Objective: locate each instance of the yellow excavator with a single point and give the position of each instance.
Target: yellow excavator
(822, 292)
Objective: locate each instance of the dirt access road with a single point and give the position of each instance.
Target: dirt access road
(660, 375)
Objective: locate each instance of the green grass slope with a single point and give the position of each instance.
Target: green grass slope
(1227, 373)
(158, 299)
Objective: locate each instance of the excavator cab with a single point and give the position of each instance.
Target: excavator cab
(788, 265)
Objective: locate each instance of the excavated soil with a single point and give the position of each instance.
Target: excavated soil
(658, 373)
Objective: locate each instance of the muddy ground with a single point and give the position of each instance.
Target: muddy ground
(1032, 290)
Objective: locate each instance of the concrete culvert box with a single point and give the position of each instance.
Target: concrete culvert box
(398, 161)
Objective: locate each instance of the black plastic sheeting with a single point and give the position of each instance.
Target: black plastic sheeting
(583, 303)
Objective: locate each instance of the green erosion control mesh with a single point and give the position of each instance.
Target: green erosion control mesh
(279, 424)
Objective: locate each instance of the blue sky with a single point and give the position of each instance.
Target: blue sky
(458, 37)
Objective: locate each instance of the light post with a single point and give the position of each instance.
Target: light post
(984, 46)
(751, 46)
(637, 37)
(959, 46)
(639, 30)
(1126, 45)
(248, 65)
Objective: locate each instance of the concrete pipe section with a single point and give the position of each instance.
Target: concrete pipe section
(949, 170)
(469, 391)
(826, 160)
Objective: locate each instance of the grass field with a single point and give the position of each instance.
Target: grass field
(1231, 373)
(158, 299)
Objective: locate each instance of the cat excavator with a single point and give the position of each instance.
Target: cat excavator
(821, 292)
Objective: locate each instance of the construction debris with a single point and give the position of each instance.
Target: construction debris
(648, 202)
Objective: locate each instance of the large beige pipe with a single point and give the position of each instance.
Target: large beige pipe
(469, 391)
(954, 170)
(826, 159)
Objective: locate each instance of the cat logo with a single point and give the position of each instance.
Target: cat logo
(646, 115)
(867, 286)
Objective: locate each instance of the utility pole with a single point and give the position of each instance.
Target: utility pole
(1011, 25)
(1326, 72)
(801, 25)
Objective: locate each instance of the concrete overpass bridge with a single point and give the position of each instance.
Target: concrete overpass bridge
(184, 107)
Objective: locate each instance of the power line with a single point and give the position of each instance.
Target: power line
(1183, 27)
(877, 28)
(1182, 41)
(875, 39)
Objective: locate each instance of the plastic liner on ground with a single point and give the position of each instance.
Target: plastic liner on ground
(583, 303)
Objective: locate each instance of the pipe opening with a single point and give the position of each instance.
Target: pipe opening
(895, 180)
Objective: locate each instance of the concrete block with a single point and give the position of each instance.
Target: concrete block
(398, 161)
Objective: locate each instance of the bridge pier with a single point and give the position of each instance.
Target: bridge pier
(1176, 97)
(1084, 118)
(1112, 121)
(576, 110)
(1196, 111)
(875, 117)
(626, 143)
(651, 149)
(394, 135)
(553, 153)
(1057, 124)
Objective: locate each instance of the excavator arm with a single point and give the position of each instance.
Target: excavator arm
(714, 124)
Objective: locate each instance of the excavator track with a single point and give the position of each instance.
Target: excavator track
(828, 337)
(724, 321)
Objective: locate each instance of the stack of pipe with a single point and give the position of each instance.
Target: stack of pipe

************

• _ASSIGNMENT_:
In your reply, restate every entry exactly.

• _RESPONSE TO THIS EXERCISE_:
Objective: locate each instance of the yellow excavator with a single point and give the position of each instance.
Target: yellow excavator
(822, 292)
Objective: locate each instance of the dirt access road with a single point and give the position of each instance.
Target: dirt access road
(660, 375)
Objective: locate each instance of the green grass slope with a single point and give the position of each instance.
Target: green grass slope
(1227, 373)
(158, 299)
Objective: locate each instance of the excavator cab with a single point and give the position of each instance.
Target: excavator cab
(788, 265)
Objective: locate each instance of the excavated soil with a single point and give the position of each instance.
Target: excavated soil
(658, 373)
Objective: locate each instance of the muddy ground with a single point and give the position of each instance.
Target: muddy ground
(1032, 290)
Objective: locate each instance of the concrete culvert box with a single point and give the position of each instance.
Target: concrete culvert box
(398, 161)
Objective: locate each instance of the black plastic sheeting with a single point and give the position of each instance.
Target: black plastic sheeting
(583, 303)
Objective: locate each instance of the green erosion control mesh with a single point and give the position of each instance.
Target: green erosion control mesh
(279, 424)
Objective: locate each instance of the blue sky with a single point and give the position of each instance.
Target: blue sky
(458, 37)
Objective: locate each instance of the light post with a single point and give the position of each instance.
Target: light post
(984, 46)
(751, 46)
(637, 37)
(959, 46)
(639, 30)
(1126, 45)
(248, 65)
Objective: locate each instance of the concrete pipe section with a single point and give the position of each instance.
Target: concrete pipe section
(949, 170)
(469, 391)
(826, 160)
Objective: locate each instance of the grass field with a single point and give the position of each instance.
Target: grass field
(1231, 373)
(158, 299)
Objective: locate each instance of the cat excavator with a single point and give the position of each instance.
Target: cat excavator
(821, 292)
Objective: locate each instance of the construction debris with a single point and give the position of each instance.
Target: construction debris
(648, 202)
Objective: locate each instance of the large beige pipe with a single point and give the position of each instance.
Target: large beige pipe
(469, 391)
(954, 170)
(826, 159)
Objective: locate each instance of the cat logo with a single point and give the position of each instance.
Target: cat logo
(646, 115)
(867, 286)
Objective: locate each instance of the utility pole with a single point and give the position of each instance.
Target: utility pole
(1011, 25)
(1326, 72)
(801, 25)
Objective: locate each instance of the concrete overpass bridge with a single point and give the position of each instance.
Target: concrete overpass bridge
(184, 107)
Objective: locate each instance of the power line with a single point and give the position of each instance.
Target: power line
(1183, 27)
(877, 28)
(1182, 41)
(875, 39)
Objective: locate each instance of the plastic liner on ground with a single point and give the position of each instance.
Target: plastic liner on ground
(583, 303)
Objective: locate each instance of the pipe opening with a single point and give the position of each instance.
Target: pipe opening
(895, 180)
Objective: locate each instance of the concrete block with a single point and give the position of each instance.
Target: concrete block
(398, 161)
Objective: locate each instance of the bridge pier with a single point and give the position of each instance.
Target: bridge pier
(1176, 97)
(1084, 118)
(1112, 121)
(576, 110)
(1196, 111)
(875, 117)
(626, 143)
(651, 149)
(394, 135)
(553, 153)
(1057, 124)
Objective: locate each instance of the excavator arm with a single point and give the position of each instance.
Target: excavator arm
(714, 124)
Objective: locate each instance of the excavator track with a single point and give the position of each instance.
Target: excavator track
(828, 337)
(724, 321)
Objective: locate each instance of the stack of pipe with a single point and give the position of each instance.
Target: stack of pipe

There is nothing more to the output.